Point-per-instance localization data
____

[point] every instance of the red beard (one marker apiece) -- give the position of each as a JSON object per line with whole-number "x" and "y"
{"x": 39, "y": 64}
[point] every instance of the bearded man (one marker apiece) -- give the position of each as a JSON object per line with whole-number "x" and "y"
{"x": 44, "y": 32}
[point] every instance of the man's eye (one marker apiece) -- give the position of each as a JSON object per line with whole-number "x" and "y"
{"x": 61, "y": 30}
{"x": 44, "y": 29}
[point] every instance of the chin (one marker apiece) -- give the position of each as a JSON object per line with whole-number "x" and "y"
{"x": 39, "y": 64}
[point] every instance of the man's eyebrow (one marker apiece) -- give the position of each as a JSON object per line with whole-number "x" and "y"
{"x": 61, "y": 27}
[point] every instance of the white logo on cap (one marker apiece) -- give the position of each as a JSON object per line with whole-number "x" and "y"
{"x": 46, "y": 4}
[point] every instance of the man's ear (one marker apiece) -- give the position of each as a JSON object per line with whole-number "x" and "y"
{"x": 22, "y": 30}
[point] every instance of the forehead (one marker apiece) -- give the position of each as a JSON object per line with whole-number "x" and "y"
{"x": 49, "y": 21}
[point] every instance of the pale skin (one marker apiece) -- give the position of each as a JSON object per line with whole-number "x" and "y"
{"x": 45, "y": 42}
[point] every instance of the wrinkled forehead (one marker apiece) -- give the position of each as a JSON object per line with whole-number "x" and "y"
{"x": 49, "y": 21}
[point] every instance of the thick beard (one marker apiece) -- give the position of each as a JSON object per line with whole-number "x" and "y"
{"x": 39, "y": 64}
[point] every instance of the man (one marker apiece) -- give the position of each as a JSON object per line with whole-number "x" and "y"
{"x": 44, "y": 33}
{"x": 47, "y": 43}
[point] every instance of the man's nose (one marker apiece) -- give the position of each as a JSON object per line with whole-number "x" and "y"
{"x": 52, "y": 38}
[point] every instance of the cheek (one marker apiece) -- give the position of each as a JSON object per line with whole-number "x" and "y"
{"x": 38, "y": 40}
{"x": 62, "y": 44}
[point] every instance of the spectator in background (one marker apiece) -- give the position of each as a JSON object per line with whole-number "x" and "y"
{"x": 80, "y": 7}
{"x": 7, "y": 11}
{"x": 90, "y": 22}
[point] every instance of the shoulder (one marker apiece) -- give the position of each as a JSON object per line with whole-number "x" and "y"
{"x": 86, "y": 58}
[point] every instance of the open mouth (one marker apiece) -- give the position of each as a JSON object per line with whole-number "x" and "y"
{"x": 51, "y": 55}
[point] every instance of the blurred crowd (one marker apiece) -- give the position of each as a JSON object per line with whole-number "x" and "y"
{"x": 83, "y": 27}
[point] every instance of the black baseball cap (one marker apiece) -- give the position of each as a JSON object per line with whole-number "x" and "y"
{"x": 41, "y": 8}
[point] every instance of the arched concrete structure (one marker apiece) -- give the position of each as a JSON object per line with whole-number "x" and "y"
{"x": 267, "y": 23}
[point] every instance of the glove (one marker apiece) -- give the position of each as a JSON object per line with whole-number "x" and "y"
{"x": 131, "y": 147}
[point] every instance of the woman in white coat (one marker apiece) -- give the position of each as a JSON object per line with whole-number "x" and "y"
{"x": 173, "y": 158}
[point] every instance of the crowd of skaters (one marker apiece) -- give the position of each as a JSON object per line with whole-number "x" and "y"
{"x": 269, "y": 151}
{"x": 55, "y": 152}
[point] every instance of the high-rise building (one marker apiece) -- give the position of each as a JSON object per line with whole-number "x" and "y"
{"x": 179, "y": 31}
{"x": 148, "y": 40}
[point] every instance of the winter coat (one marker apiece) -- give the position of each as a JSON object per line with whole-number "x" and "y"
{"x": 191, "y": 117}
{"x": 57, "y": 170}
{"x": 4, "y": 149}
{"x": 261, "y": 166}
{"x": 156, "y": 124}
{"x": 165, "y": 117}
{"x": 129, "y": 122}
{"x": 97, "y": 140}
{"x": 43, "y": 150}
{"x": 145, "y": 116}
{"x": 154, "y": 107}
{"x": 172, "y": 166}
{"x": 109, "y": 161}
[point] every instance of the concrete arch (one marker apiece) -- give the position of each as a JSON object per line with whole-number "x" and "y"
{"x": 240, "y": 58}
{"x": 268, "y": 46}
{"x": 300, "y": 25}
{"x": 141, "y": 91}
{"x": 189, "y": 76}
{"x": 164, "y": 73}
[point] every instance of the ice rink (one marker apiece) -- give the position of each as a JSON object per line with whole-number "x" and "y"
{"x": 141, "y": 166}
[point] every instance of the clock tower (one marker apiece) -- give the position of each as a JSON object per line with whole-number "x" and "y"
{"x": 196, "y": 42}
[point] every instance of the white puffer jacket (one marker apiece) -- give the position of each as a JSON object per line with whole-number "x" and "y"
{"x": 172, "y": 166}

____

→ **EXERCISE PROMPT**:
Each record above is to be returned verbatim.

→ **RESULT OF THIS EXERCISE**:
[point] every instance of the red beard (one marker apiece) -- give the position of each as a JSON object per line with whole-number "x" and "y"
{"x": 39, "y": 64}
[point] every instance of the bearded man (one marker apiece) -- give the position of each as a JSON object per line with whole-number "x" and "y"
{"x": 44, "y": 32}
[point] every instance of the man's eye (one marker apiece) -- give the position of each as a JSON object per line with whole-number "x" and "y"
{"x": 61, "y": 30}
{"x": 44, "y": 29}
[point] every instance of the chin (one marker apiece) -- give the position of each as a JSON object per line with whole-number "x" and "y"
{"x": 39, "y": 64}
[point] every instance of the man's eyebrow (one marker apiece) -- give the position of each as a JSON object per line with whole-number "x" and "y"
{"x": 61, "y": 27}
[point] every instance of the white logo on cap (one marker apiece) -- give the position of each as a JSON object per line with whole-number "x" and "y"
{"x": 46, "y": 4}
[point] every instance of the man's ear (one marker apiece) -- give the position of each as a JSON object per line with whole-number "x" and "y"
{"x": 22, "y": 30}
[point] every instance of the forehead (one marker apiece) -- give the position of each as a JSON object per line with whole-number "x" and "y"
{"x": 49, "y": 21}
[point] every instance of the pale skin (one marker apiece) -- give the position of each as a JSON object per line with whole-number "x" and "y"
{"x": 45, "y": 42}
[point] every instance of the wrinkled forehead (one marker apiece) -- give the position of each as a JSON object per line with whole-number "x" and "y"
{"x": 49, "y": 21}
[point] every instance of the thick beard (one marker apiece) -- give the position of each as a JSON object per line with whole-number "x" and "y"
{"x": 39, "y": 64}
[point] every instance of the man (one marker apiece) -- give the position of each as a JSON object per line with whole-number "x" and "y"
{"x": 44, "y": 33}
{"x": 47, "y": 43}
[point] every instance of the man's nose (one marker apiece) -- give the position of each as a JSON object per line with whole-number "x" and "y"
{"x": 52, "y": 38}
[point] every instance of the cheek (one marker apiece) -- give the position of each as a JSON object per line with whole-number "x" and "y"
{"x": 38, "y": 40}
{"x": 62, "y": 44}
[point] every instance of the spectator in background (one marker apiece) -- give the position of each as a JSON object per line with whole-number "x" and "y"
{"x": 80, "y": 7}
{"x": 7, "y": 11}
{"x": 90, "y": 22}
[point] every instance of the shoulder (one marker apiece) -- give the position of each as a JSON object per line with whole-number "x" and "y"
{"x": 86, "y": 58}
[point] every instance of the open mouth (one marker apiece) -- give the position of each as a JSON object per line with whole-number "x" and "y"
{"x": 51, "y": 55}
[point] every instance of the blurred crowd (one marker apiece) -- give the position of each as a JSON object per line with whole-number "x" and "y"
{"x": 83, "y": 27}
[point] every instance of the black baseball cap (one marker apiece) -- give the position of each as a JSON object per line with whole-number "x" and "y"
{"x": 41, "y": 8}
[point] every instance of the arched concrete structure (one marker apiece) -- give the position of each as a JSON object per line with whole-number "x" and "y"
{"x": 267, "y": 23}
[point] every instance of the glove (one marker apiece) -- give the position of each as a JSON object per line with whole-number "x" and "y"
{"x": 131, "y": 147}
[point] every instance of the woman in white coat (one marker apiece) -- give the position of each as a JSON object per line with whole-number "x" and "y"
{"x": 173, "y": 158}
[point] every instance of the crowd of skaters (one marker apiece) -- give the position of each as a JSON object per line with whole-number "x" and "y"
{"x": 269, "y": 151}
{"x": 55, "y": 152}
[point] every instance of the high-rise building (one marker apiece) -- give the position of each as a JSON object per line with whole-number "x" and "y"
{"x": 179, "y": 31}
{"x": 148, "y": 40}
[point] every instance of the winter coat (one marker apiece) -- give the position of each as a JSON object per line with whole-number "x" and "y"
{"x": 191, "y": 117}
{"x": 57, "y": 170}
{"x": 4, "y": 149}
{"x": 261, "y": 166}
{"x": 156, "y": 124}
{"x": 165, "y": 117}
{"x": 129, "y": 122}
{"x": 97, "y": 140}
{"x": 43, "y": 150}
{"x": 145, "y": 116}
{"x": 154, "y": 107}
{"x": 172, "y": 166}
{"x": 109, "y": 161}
[point] every instance of the concrete arch (one marker apiece) -- give the position of each as a JSON object per line with whole-number "x" and "y"
{"x": 240, "y": 58}
{"x": 268, "y": 46}
{"x": 300, "y": 25}
{"x": 141, "y": 91}
{"x": 189, "y": 76}
{"x": 164, "y": 73}
[point] every instance of the ice rink (one marker apiece) -- give the position of each as a JSON object per line with whole-number "x" and "y"
{"x": 141, "y": 166}
[point] every instance of the clock tower (one marker apiece) -- give the position of each as a JSON object per line with whole-number "x" and "y"
{"x": 196, "y": 42}
[point] every instance of the white puffer jacket (one marker apiece) -- give the position of each as a JSON object per line with whole-number "x" and "y"
{"x": 172, "y": 166}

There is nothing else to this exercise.